:: Work instructions ::
Render the stretch of the data below from the line containing "the white paper" through the line containing "x=539, y=75" as a numbered list, leaving out any blank lines.

:: Data provided ::
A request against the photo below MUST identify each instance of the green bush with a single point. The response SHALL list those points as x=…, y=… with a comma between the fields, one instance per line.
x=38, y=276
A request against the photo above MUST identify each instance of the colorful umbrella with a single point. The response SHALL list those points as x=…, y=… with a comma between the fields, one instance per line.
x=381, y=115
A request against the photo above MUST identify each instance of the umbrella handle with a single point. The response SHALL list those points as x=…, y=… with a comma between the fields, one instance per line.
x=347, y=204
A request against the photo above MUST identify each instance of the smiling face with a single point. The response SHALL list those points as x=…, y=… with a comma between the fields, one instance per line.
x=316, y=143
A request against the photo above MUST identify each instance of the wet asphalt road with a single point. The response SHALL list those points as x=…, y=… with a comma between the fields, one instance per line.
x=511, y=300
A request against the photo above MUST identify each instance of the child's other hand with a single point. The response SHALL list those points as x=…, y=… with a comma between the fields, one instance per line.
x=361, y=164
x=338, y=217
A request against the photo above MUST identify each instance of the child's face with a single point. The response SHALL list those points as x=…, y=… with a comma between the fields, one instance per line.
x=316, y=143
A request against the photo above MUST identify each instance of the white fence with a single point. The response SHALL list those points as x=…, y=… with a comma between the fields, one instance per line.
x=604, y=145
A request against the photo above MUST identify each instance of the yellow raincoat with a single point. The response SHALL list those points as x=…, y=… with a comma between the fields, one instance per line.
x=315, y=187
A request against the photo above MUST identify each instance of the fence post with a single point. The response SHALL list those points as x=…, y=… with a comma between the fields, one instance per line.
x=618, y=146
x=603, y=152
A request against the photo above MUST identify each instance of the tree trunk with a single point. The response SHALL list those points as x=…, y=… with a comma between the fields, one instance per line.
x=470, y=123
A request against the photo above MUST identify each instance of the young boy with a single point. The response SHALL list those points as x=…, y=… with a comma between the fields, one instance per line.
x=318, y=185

...

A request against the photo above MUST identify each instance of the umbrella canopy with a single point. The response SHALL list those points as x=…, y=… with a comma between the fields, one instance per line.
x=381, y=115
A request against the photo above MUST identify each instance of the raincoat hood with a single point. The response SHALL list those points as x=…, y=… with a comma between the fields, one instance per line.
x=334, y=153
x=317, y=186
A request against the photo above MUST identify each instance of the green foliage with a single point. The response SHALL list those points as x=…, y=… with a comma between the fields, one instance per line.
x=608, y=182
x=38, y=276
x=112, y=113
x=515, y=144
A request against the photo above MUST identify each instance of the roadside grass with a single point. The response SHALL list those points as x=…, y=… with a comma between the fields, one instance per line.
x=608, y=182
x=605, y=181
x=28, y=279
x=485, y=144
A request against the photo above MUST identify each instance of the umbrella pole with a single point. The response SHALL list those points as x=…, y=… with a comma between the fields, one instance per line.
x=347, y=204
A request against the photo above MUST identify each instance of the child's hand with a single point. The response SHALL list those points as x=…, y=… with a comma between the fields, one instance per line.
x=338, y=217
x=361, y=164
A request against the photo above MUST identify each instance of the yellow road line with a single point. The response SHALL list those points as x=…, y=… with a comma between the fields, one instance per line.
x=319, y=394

...

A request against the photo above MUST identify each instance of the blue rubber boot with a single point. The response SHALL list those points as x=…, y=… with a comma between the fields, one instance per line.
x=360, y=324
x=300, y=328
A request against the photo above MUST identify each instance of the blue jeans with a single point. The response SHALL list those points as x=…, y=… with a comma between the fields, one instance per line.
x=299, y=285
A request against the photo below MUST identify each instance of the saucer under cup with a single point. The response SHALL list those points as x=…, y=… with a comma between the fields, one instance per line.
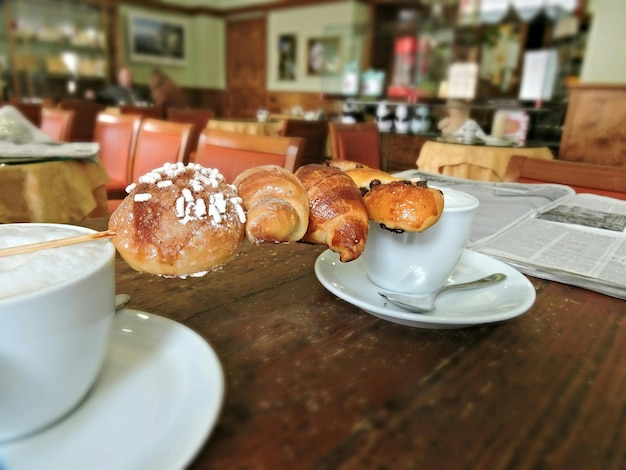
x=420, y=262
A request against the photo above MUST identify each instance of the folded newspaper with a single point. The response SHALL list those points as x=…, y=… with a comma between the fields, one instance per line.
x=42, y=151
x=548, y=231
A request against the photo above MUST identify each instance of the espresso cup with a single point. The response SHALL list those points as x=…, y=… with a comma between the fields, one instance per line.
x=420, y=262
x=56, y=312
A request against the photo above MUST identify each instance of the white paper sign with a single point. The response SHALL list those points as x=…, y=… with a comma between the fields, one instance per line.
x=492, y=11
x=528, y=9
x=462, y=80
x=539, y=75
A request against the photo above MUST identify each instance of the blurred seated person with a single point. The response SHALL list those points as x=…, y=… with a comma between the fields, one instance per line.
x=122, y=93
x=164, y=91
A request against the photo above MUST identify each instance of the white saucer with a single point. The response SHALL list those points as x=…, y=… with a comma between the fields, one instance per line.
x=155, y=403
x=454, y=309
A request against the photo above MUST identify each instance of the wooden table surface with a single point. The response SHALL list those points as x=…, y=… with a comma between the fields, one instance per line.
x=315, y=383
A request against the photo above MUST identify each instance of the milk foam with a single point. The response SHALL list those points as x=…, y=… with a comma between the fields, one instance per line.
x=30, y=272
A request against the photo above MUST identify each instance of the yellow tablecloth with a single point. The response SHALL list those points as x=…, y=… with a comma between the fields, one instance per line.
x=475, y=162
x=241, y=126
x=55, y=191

:: Output of the exercise ::
1. A request against the photo above MUST identify each instance of the white paper sign with a single point. The response SHALL list those points as x=…, y=… with a comma between the fields, one instance per line.
2. x=492, y=11
3. x=528, y=9
4. x=462, y=80
5. x=539, y=75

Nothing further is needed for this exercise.